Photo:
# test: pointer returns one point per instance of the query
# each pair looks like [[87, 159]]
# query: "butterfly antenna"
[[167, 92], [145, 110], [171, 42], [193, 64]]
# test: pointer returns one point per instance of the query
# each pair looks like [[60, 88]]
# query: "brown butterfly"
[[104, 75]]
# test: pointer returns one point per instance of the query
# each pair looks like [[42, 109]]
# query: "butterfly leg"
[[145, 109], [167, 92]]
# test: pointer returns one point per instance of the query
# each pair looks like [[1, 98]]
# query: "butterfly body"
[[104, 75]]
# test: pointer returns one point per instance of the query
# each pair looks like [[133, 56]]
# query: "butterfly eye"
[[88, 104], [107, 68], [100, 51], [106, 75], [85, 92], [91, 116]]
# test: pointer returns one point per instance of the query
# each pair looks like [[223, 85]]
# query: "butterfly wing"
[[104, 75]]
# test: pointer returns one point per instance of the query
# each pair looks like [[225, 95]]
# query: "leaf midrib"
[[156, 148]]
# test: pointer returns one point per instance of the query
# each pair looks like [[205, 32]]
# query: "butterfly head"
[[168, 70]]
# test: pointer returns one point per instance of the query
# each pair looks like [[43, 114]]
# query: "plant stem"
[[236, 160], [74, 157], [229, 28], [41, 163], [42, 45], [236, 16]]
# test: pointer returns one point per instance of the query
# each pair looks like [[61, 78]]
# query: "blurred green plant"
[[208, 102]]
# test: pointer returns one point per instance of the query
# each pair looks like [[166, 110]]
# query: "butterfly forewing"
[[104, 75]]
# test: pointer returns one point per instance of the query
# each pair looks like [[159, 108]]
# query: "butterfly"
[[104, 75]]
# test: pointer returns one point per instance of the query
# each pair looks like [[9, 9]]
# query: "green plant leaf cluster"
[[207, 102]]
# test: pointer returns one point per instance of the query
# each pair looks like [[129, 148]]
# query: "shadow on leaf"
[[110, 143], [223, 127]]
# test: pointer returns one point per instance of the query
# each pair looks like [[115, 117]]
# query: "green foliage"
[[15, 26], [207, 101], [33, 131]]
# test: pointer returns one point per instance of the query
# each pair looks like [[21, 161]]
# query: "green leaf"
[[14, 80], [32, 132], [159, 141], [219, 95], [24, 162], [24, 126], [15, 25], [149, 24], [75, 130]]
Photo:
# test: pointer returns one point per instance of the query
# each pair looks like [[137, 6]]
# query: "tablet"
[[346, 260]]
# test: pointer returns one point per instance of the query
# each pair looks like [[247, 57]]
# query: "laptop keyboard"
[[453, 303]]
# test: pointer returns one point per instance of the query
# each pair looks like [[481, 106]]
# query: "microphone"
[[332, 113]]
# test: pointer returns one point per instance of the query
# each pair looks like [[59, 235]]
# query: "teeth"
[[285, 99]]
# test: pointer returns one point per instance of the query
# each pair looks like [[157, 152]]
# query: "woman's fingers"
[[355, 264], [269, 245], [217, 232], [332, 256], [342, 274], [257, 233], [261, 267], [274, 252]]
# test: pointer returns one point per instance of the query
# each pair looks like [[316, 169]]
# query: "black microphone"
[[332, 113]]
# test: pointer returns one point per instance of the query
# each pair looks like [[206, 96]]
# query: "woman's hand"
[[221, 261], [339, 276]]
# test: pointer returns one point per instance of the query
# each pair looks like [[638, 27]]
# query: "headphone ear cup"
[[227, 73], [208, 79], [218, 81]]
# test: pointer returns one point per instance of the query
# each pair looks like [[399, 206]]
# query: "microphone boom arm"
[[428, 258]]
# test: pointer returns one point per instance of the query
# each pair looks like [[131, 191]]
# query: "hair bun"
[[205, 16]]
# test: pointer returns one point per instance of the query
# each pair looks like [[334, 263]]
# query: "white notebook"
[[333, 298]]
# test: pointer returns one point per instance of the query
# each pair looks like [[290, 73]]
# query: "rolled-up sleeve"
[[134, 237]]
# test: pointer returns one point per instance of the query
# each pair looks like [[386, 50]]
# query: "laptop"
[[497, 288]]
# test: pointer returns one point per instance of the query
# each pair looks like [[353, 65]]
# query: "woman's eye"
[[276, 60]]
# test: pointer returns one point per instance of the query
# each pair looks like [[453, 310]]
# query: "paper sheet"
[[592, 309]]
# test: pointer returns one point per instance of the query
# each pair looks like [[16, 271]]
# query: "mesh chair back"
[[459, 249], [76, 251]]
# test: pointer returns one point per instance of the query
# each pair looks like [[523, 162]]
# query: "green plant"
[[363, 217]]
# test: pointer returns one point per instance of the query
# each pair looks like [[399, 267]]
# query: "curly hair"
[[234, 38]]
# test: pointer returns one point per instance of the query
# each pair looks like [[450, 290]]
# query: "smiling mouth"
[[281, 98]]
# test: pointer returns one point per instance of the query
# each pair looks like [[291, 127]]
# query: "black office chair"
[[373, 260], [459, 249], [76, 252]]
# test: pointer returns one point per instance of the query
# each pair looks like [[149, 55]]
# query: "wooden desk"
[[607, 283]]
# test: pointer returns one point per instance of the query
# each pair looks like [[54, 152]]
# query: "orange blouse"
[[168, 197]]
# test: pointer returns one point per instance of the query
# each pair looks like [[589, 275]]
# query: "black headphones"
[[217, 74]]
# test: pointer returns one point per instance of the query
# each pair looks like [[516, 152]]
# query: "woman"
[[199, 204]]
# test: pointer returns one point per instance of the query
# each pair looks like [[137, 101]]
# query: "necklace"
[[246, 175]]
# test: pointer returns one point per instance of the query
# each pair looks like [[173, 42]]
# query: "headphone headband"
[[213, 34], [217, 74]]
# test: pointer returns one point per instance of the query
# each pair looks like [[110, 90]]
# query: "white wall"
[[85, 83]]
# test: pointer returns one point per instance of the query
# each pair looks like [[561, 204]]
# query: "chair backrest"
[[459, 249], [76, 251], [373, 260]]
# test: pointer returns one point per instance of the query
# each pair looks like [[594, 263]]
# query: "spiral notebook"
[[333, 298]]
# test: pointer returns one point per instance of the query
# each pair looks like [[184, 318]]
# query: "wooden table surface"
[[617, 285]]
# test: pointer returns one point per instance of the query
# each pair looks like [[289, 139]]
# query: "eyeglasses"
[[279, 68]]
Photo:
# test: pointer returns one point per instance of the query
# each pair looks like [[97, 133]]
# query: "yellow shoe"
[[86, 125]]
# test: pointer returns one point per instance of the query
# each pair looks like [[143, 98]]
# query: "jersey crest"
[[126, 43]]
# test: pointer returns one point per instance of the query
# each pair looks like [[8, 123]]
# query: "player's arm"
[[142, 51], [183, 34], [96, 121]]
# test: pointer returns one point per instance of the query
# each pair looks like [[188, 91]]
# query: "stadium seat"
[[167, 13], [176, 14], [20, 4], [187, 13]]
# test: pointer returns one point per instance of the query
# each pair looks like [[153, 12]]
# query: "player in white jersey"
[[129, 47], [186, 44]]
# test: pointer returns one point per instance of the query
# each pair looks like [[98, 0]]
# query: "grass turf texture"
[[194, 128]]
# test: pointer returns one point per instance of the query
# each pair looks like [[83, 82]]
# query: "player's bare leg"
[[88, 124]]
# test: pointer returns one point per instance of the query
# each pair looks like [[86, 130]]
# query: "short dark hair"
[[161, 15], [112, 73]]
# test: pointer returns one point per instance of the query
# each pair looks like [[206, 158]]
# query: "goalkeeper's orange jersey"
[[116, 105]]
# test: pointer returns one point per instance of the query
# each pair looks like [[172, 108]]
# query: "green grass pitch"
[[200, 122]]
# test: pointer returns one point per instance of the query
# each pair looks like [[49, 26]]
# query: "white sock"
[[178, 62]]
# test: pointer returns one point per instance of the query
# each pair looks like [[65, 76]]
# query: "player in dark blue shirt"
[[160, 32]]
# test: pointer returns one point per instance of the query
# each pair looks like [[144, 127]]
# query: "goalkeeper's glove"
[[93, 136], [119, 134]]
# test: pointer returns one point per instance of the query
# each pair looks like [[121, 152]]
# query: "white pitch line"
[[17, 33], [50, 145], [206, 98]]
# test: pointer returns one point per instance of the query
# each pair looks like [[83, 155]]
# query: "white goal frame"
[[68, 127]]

..............................

=== Work instructions ===
Reproduce the lines from the very first one through the one containing "[[145, 109], [167, 92]]", replacing "brown" with "orange" and leaving everything else as it is.

=== Answer to this exercise ===
Photo:
# test: pointer returns one point per instance of the query
# each pair looks like [[87, 159]]
# query: "butterfly antenna"
[[167, 92], [145, 110], [171, 42], [193, 64]]
# test: pointer returns one point per instance of the query
# each pair looks like [[60, 88]]
# query: "orange butterfly"
[[104, 75]]
# test: pointer returns one point per instance of the query
# each pair looks like [[42, 109]]
# query: "butterfly leg"
[[145, 109], [167, 92]]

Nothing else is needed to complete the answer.